PAGE EXTRACT ▸
Technical information
- Licensing authority: FCC
- Facility ID: 9908
- ERP: 450 kW
- HAAT: 298 m (978 ft)
- Transmitter coordinates: 43°45′5.1″N 85°12′46.2″W﻿ / ﻿43.751417°N 85.212833°W

Links
- Public license information: Public file; LMS;
- Website: www.wcmu.org

= WCMU-TV =

Television station in Mount Pleasant, Michigan

WCMU-TV (channel 14) is a PBS member television station in Mount Pleasant, Michigan, United States, owned by Central Michigan University. The station's studios are located at the Public Broadcast Center on the CMU campus on East Campus Drive in Mount Pleasant, and its transmitter is located 3 mi west of Barryton, Michigan.

WCMU-TV operates three satellite stations: WCMW (channel 21) in Manistee (with transmitter northeast of Ludington), WCMV (channel 27) in Cadillac (with transmitter east of Kalkaska), and WCML (channel 6) in Alpena (with transmitter north of Atlanta, Michigan). Collectively branded as WCMU Public Television, the four stations cover an area spanning three television markets and small portions of several others. They are sister stations to WCMU Public Radio under the WCMU Public Media umbrella.

The network's footprint extends into parts of four markets. Although Mount Pleasant is part of the Flint–Saginaw–Bay City market, WCMU Public Television is the PBS member for the Traverse City–Cadillac and Alpena markets, where most of its viewership is located. Its footprint also extends into parts of the Lansing and Grand Rapids–Kalamazoo–Battle Creek markets; WCMU-TV's transmitter is located in the Grand Rapids market.

==History==

WCMU came to the air on March 29, 1967. It expanded into a network in the mid-1970s and early 1980s. Its Manistee and Cadillac satellites brought over-the-air public television to Northern Michigan for the first time.

In January 2010, WCMU-TV began airing 24 hours a day, and launched an HD feed.

===Acquisition of WFUM===
On October 27, 2009, it was announced that the CMU Board of Trustees approved a proposal for CMU to acquire Flint, Michigan's PBS member station, WFUM (later WCMZ-TV), from the University of Michigan–Flint for a maximum of $1 million. The sale was approved by the FCC, allowing the network's presence to expand further south, not only including Flint, but also Ann Arbor and into Metro Detroit. The network provided at least secondary over-the-air coverage from far Northern Emmet County to northern Monroe County. While WFUM was folded into the CMU Public Television network, CMU vowed to include Flint-area events and issues in its programming, as well as produce new programming that would originate from the region. CMU believed the acquisition of WFUM will increase its viewership from 2.2 million to 8 million. CMU originally hinted that the takeover of WFUM would begin in late November, but WCMU took over operations of WFUM on January 15, 2010. The FCC approved the sale of WFUM in March and CMU officially took over in May at which point the call letters were changed to WCMZ-TV.

On February 8, 2017, Central Michigan University announced it will sell WCMZ-TV in the FCC spectrum auction for $14 million, claiming its viewers are already able to watch PBS on other nearby affiliates, namely Delta College's WDCQ-TV. It signed off on April 23, 2018.

INSTRUCTIONS ▸
A – Can you transcribe everything in the WCMU-TV page from "WCMU-TV operates three" down to "Public Media umbrella."?
B – Could you rewrite the paragraph of the WCMU-TV page that begins "WCMU-TV operates three satellite stations" as a short list that keeps its main facts?
The listing comes from a separate source, unrelated to the WCMU-TV page.

THE DATA ▸
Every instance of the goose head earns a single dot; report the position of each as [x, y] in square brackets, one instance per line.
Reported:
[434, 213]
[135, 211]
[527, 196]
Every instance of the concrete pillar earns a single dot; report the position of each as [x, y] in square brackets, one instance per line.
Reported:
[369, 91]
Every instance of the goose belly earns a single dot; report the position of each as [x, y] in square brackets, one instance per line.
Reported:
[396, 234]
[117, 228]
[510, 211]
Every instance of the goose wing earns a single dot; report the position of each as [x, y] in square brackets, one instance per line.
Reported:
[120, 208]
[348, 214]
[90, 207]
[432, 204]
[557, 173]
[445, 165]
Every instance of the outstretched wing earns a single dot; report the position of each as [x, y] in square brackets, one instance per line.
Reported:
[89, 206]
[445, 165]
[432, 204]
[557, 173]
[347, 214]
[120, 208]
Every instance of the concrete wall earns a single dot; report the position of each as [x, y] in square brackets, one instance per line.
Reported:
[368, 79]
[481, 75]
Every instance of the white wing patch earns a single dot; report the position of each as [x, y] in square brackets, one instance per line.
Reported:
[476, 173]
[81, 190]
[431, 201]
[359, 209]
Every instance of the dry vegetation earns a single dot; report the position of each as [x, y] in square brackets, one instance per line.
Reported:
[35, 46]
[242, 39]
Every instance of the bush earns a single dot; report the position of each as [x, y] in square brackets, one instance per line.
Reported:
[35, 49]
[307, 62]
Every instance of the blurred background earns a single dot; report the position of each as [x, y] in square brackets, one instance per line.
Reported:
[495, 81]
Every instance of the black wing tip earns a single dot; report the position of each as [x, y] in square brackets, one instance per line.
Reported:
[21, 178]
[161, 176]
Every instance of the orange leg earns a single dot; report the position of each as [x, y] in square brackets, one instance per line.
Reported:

RESPONSE LIST ▸
A –
WCMU-TV operates three satellite stations: WCMW (channel 21) in Manistee (with transmitter northeast of Ludington), WCMV (channel 27) in Cadillac (with transmitter east of Kalkaska), and WCML (channel 6) in Alpena (with transmitter north of Atlanta, Michigan). Collectively branded as WCMU Public Television, the four stations cover an area spanning three television markets and small portions of several others. They are sister stations to WCMU Public Radio under the WCMU Public Media umbrella.

B –
- Satellite stations:
  - WCMW (channel 21), Manistee, with its transmitter northeast of Ludington
  - WCMV (channel 27), Cadillac, with its transmitter east of Kalkaska
  - WCML (channel 6), Alpena, with its transmitter north of Atlanta, Michigan
- Branding: the four stations are collectively called WCMU Public Television.
- Coverage: three television markets plus small portions of several others.
- Sister stations: WCMU Public Radio, under the WCMU Public Media umbrella.